DATA FOR PROCESSING —

_ _ _ _

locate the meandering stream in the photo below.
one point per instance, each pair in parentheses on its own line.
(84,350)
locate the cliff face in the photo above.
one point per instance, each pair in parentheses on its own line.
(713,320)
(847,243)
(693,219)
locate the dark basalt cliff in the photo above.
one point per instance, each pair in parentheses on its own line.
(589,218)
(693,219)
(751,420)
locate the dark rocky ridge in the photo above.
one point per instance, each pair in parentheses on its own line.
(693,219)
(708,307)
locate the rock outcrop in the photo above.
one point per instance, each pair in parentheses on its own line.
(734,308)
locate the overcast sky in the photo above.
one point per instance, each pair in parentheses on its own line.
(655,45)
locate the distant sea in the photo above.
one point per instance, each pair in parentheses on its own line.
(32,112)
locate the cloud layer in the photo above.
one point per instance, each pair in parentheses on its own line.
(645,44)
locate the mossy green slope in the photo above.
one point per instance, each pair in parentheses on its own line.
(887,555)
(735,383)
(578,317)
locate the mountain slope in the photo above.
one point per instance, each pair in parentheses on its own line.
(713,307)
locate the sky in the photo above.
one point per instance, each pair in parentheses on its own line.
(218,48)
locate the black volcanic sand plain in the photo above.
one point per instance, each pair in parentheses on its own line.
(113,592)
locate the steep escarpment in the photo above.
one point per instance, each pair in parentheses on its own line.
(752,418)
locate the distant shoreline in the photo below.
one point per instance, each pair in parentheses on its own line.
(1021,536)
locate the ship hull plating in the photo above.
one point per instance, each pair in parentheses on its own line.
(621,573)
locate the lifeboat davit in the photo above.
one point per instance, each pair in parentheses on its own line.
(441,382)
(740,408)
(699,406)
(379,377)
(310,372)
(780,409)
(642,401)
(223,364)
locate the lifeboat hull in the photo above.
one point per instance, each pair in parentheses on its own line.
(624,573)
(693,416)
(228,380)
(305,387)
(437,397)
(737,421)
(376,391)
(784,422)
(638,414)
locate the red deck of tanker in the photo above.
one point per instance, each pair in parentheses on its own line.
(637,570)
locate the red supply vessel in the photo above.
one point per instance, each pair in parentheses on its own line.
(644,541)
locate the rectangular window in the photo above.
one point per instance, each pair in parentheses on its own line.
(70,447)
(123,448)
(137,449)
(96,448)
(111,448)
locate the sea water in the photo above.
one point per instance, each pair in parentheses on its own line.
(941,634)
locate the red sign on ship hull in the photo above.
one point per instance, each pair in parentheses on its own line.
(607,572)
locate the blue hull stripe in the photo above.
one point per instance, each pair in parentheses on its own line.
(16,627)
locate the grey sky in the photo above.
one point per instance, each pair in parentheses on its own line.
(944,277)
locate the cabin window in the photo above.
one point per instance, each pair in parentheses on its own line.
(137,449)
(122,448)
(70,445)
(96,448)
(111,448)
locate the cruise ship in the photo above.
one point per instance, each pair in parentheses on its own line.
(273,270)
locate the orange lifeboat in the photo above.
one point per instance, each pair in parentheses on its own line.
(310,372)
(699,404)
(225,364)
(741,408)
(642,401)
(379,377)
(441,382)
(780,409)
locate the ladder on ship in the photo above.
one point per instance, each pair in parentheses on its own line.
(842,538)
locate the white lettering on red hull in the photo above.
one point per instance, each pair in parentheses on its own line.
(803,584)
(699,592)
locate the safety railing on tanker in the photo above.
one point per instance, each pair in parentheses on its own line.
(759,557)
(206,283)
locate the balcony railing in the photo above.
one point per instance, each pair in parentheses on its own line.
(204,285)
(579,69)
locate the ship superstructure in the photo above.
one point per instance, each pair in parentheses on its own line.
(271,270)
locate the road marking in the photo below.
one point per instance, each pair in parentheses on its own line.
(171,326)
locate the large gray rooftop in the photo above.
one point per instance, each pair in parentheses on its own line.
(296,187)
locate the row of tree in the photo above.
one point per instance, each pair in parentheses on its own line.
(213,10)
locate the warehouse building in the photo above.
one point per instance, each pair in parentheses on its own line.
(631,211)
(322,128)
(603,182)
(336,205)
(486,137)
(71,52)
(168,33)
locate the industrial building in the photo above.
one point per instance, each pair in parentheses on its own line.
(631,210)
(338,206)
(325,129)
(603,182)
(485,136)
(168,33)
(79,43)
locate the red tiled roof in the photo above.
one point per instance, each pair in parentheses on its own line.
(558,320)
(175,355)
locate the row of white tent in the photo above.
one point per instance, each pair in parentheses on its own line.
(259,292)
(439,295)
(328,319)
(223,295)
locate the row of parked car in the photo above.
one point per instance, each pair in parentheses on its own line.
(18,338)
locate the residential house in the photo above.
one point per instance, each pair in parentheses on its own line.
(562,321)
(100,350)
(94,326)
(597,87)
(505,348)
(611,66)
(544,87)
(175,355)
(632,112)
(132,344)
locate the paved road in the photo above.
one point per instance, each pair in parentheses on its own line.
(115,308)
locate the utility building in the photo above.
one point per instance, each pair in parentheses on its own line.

_ _ _ _

The answer is every entry, repeated word for word.

WRITTEN ANSWER —
locate the meandering stream in the photo below.
one point per instance, each pair in parentheses on its own line.
(84,350)
locate the cliff face in the photo above.
one point per instance, each pair in parentheses on its own line.
(713,320)
(847,243)
(693,219)
locate the dark basalt cliff in the photo above.
one point per instance, each pair in parentheses on its own line.
(589,218)
(693,219)
(751,420)
locate the dark rocky ridge in the photo above.
one point per instance, each pair in parentheses on its own line.
(693,219)
(708,307)
locate the rock outcrop in the photo above.
one point per instance, each pair in parentheses on its own line.
(734,308)
locate the overcast sky in the photo above.
one point per instance, each pair in parentheses on its own line.
(655,45)
locate the distant sea in the photo above.
one point per instance, each pair in parentheses on its own line.
(32,112)
locate the cloud layer in the photo above.
one point per instance, each pair in parentheses on its own line.
(645,44)
locate the mossy green slope in the photo above.
one point per instance, each pair in parentheses on its own line.
(887,555)
(735,383)
(578,317)
locate the mountain slope in the photo above.
one point per instance, each pair in parentheses on its own line.
(713,307)
locate the sky in the photo above.
one point per instance, each pair in parentheses on its own line.
(218,48)
locate the black volcanic sand plain in the photo above.
one point per instance, each pair in parentheses on its own line.
(113,592)
locate the steep escarpment in the photo above.
one point per instance, each pair in parentheses on its own line.
(752,418)
locate the distant shoreline in the photo below.
one point per instance, each pair in parentheses on its own line.
(1021,536)
locate the ship hull plating in the photo above.
one point per instance, each pair in parentheses on its own line.
(621,573)
locate the lifeboat davit in the photo above.
one point per instance, each pair in parentheses on its own line.
(441,382)
(740,408)
(699,406)
(379,377)
(310,372)
(780,409)
(642,401)
(223,364)
locate the lifeboat hull in the photo above.
one point per instance, each pair in parentheses on its own line.
(624,573)
(693,416)
(228,380)
(305,387)
(437,397)
(737,421)
(376,391)
(784,422)
(638,414)
locate the red deck of tanker in the photo above.
one point per instance, each pair in parentheses on its own line.
(637,570)
locate the red supply vessel in the photo above.
one point per instance, each pair in parentheses on its own line.
(644,541)
locate the rectangular window in the photo above.
one point per instance, each pair in parentheses on its own line.
(70,447)
(123,448)
(137,449)
(96,448)
(111,448)
locate the sea water in the photo above.
one point per instance, each pair in parentheses on its own line.
(941,634)
locate the red sign on ship hull in the photo above.
one point per instance, each pair in parentheses on its own line.
(607,572)
locate the blue hull stripe in the photo above.
one point per instance, each pair in parentheses on its own line.
(16,627)
locate the grey sky in the photo above.
one point per instance, each pair in parentheses on its own line.
(944,277)
locate the cabin window in the photo above.
one point per instance, each pair in parentheses on its own line.
(137,449)
(122,448)
(70,445)
(96,448)
(111,448)
locate the cruise ship in the photo above.
one point per instance, each pair in parentheses on its own line.
(273,270)
locate the orange lifeboat in the photo above.
one point per instance, each pair in parentheses on its own line.
(310,372)
(699,404)
(225,364)
(741,408)
(642,401)
(379,377)
(441,382)
(780,409)
locate the ladder on ship in the photo above.
one point per instance, each pair in parentheses on its own line.
(842,538)
locate the white lettering on red hull in the photo above.
one point per instance, each pair in parentheses on its own line.
(803,584)
(699,592)
locate the safety railing on tanker in the photo above.
one point per instance, each pair in parentheses on its own line.
(759,557)
(206,283)
locate the balcony railing in the photo above.
one point per instance, each pair in parentheses on its own line.
(204,285)
(579,69)
locate the ship superstructure in the photo above.
one point per instance, each pair in parentheses on its own line.
(271,270)
locate the road marking in the photo below.
one point per instance, each pair in parentheses on its own line.
(171,326)
locate the large gray rooftop in the photo above.
one point per instance, each pair in parentheses on its own line.
(296,187)
locate the row of tree in the photo above.
one point per instance, each pair in parentheses on its own line.
(213,10)
locate the warehouse building in the photo above.
one point per instance, each pair in parentheses on its own line.
(631,211)
(322,128)
(603,182)
(336,205)
(486,137)
(71,52)
(168,33)
locate the industrial building in the photo above.
one point per instance, each pair in parentheses on its own line.
(631,210)
(338,206)
(325,129)
(603,182)
(485,136)
(168,33)
(79,43)
locate the red tiled roof in the photo above.
one point per instance, each pair in parentheses on its own line.
(558,320)
(175,355)
locate the row of white tent in the photo above.
one point per instance, each pair in parentheses on its own line.
(259,292)
(439,295)
(328,319)
(223,295)
locate the row of parked car in the photo above.
one point per instance, each pair in parentheses on its own line.
(18,338)
locate the residential house in the photo above.
one point per instance, each pair in parentheses on its own line.
(562,321)
(100,350)
(94,326)
(597,87)
(505,348)
(611,66)
(544,87)
(175,355)
(632,112)
(132,344)
locate the paved road in the photo above.
one point per instance, each pair in parentheses on its own line.
(115,308)
locate the utility building in the photo above.
one point per instance, each pair in parentheses on its own line.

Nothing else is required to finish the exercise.